--- START OF Records for this exercise ---

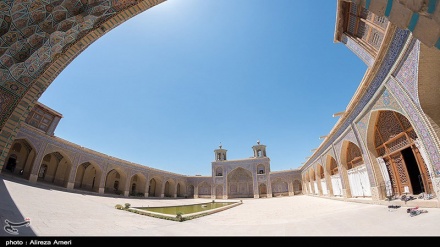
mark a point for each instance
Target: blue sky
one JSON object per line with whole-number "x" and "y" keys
{"x": 166, "y": 87}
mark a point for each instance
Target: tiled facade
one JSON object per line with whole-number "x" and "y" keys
{"x": 387, "y": 135}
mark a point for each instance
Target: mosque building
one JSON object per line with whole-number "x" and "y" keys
{"x": 385, "y": 144}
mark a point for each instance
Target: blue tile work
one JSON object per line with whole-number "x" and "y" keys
{"x": 386, "y": 101}
{"x": 33, "y": 34}
{"x": 396, "y": 46}
{"x": 414, "y": 115}
{"x": 358, "y": 50}
{"x": 407, "y": 71}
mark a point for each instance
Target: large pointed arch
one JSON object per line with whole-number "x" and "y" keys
{"x": 399, "y": 165}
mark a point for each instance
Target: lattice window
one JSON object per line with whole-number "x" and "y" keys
{"x": 40, "y": 118}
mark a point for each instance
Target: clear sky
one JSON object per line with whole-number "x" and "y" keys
{"x": 166, "y": 87}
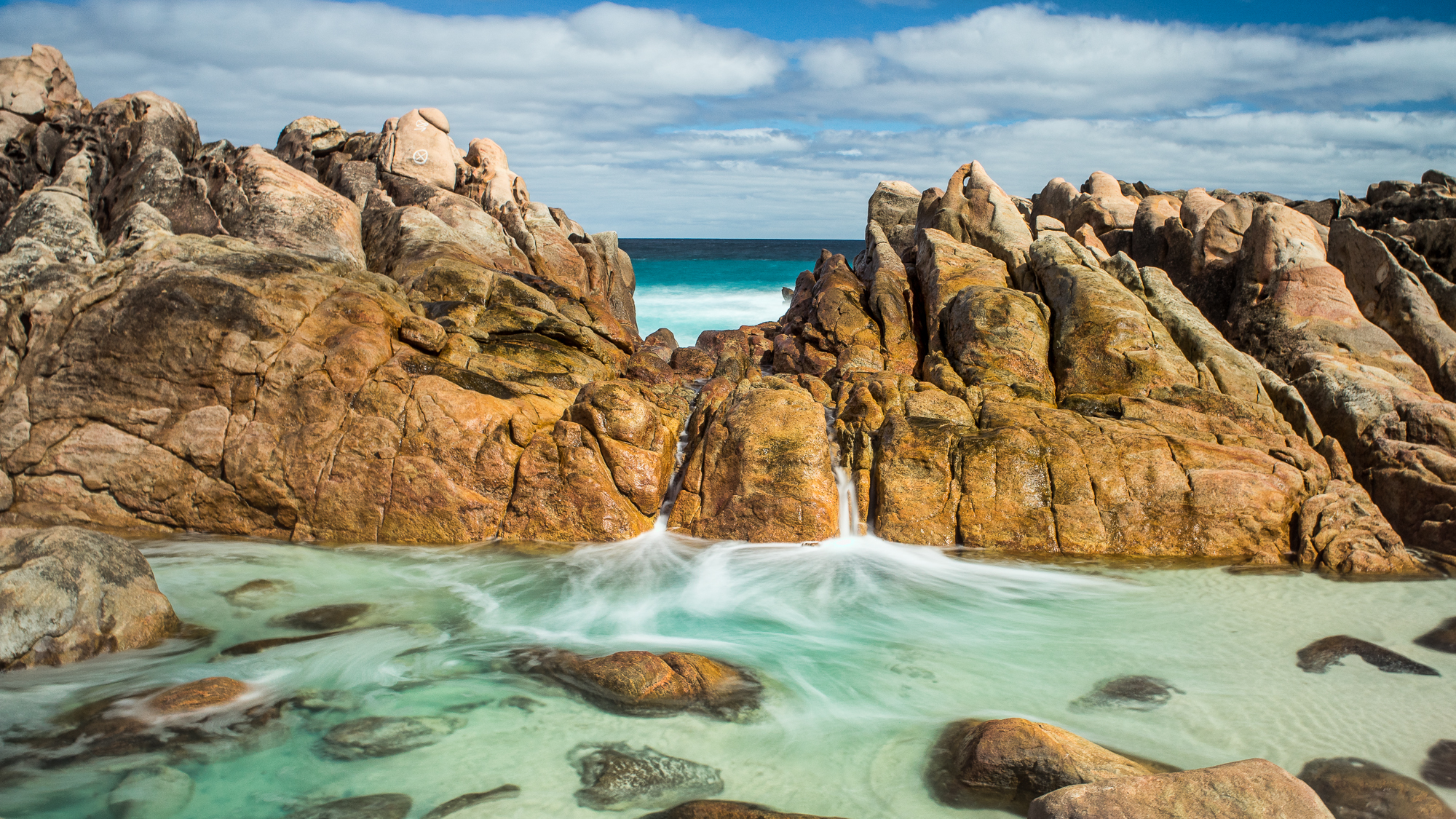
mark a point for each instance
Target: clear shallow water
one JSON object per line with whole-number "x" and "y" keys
{"x": 867, "y": 650}
{"x": 695, "y": 285}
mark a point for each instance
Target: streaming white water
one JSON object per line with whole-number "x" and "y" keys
{"x": 867, "y": 650}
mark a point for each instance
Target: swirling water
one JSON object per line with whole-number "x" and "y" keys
{"x": 867, "y": 650}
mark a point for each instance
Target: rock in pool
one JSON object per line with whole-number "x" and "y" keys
{"x": 471, "y": 800}
{"x": 620, "y": 777}
{"x": 151, "y": 793}
{"x": 643, "y": 684}
{"x": 1358, "y": 788}
{"x": 385, "y": 736}
{"x": 1253, "y": 788}
{"x": 1441, "y": 638}
{"x": 1441, "y": 764}
{"x": 257, "y": 593}
{"x": 1324, "y": 653}
{"x": 323, "y": 618}
{"x": 69, "y": 593}
{"x": 723, "y": 809}
{"x": 373, "y": 806}
{"x": 196, "y": 720}
{"x": 1005, "y": 764}
{"x": 256, "y": 646}
{"x": 1132, "y": 692}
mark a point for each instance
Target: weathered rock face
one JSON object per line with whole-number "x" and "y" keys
{"x": 1007, "y": 764}
{"x": 69, "y": 593}
{"x": 620, "y": 777}
{"x": 649, "y": 685}
{"x": 759, "y": 465}
{"x": 296, "y": 366}
{"x": 1253, "y": 788}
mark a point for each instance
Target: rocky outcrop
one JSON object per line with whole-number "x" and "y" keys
{"x": 1253, "y": 788}
{"x": 649, "y": 685}
{"x": 248, "y": 341}
{"x": 1007, "y": 764}
{"x": 68, "y": 595}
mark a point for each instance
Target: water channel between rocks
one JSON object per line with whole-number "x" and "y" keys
{"x": 867, "y": 650}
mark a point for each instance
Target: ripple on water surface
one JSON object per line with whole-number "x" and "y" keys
{"x": 867, "y": 650}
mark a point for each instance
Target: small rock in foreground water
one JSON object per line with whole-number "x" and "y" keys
{"x": 1329, "y": 652}
{"x": 472, "y": 799}
{"x": 385, "y": 736}
{"x": 1441, "y": 638}
{"x": 373, "y": 806}
{"x": 1358, "y": 788}
{"x": 1441, "y": 764}
{"x": 1133, "y": 692}
{"x": 620, "y": 777}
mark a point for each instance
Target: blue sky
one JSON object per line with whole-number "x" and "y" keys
{"x": 778, "y": 119}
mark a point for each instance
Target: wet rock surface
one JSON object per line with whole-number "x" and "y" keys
{"x": 69, "y": 593}
{"x": 1441, "y": 764}
{"x": 1320, "y": 654}
{"x": 471, "y": 800}
{"x": 649, "y": 685}
{"x": 1253, "y": 788}
{"x": 723, "y": 809}
{"x": 1007, "y": 764}
{"x": 620, "y": 777}
{"x": 373, "y": 806}
{"x": 1132, "y": 692}
{"x": 385, "y": 736}
{"x": 1441, "y": 638}
{"x": 1359, "y": 788}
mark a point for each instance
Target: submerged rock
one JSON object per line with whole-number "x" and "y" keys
{"x": 649, "y": 685}
{"x": 1132, "y": 692}
{"x": 620, "y": 777}
{"x": 1441, "y": 638}
{"x": 323, "y": 618}
{"x": 471, "y": 800}
{"x": 68, "y": 595}
{"x": 1441, "y": 764}
{"x": 1358, "y": 788}
{"x": 256, "y": 646}
{"x": 373, "y": 806}
{"x": 723, "y": 809}
{"x": 385, "y": 736}
{"x": 1007, "y": 764}
{"x": 1324, "y": 653}
{"x": 152, "y": 793}
{"x": 1253, "y": 788}
{"x": 257, "y": 593}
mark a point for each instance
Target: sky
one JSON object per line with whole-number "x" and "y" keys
{"x": 777, "y": 120}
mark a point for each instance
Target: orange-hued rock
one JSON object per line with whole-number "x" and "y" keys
{"x": 1253, "y": 788}
{"x": 68, "y": 595}
{"x": 1104, "y": 207}
{"x": 1007, "y": 764}
{"x": 759, "y": 467}
{"x": 644, "y": 684}
{"x": 1297, "y": 315}
{"x": 199, "y": 694}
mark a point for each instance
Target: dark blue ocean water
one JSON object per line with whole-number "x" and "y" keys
{"x": 695, "y": 285}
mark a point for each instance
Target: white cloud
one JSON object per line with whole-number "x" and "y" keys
{"x": 656, "y": 124}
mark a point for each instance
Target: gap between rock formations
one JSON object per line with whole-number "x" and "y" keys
{"x": 381, "y": 336}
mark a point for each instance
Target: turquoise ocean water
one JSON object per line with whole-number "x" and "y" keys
{"x": 695, "y": 285}
{"x": 866, "y": 649}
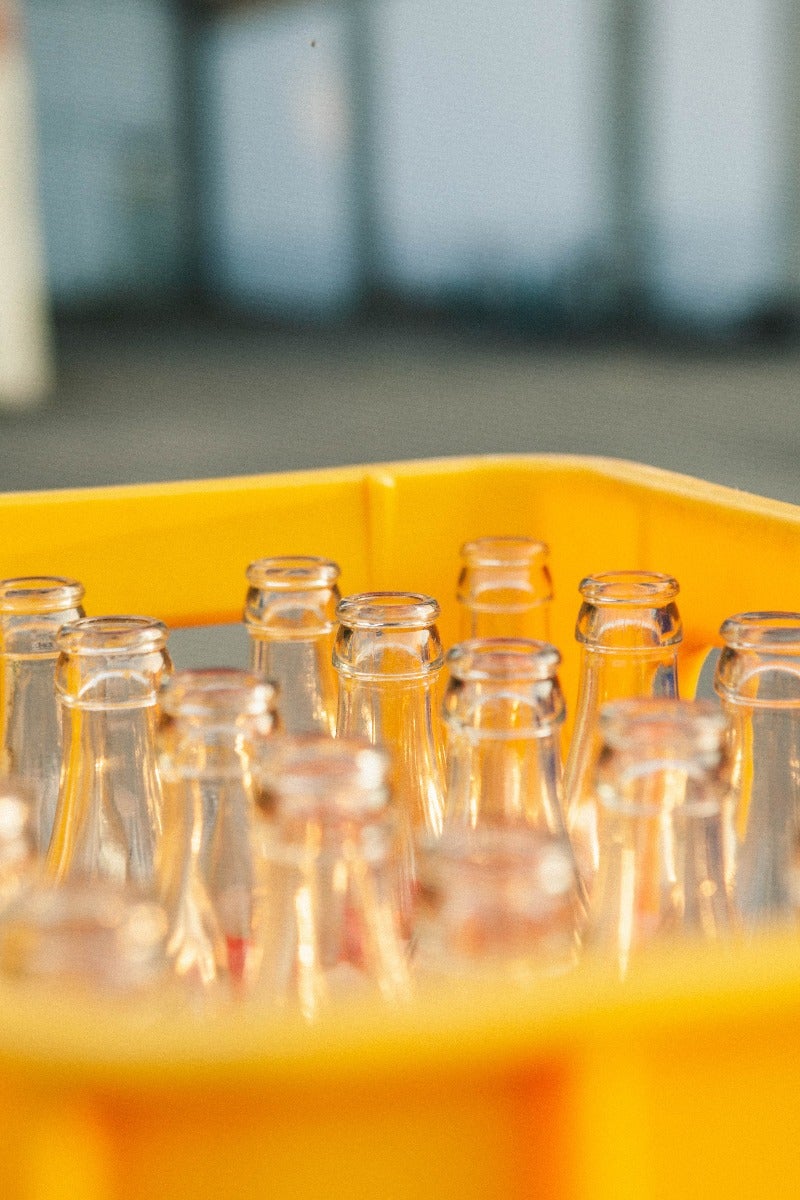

--- END OF Records for this exercise ---

• **Short problem**:
Tally the lines above that contain the string "surface" with matching case, and state only the resulting number.

• **Written answer**:
2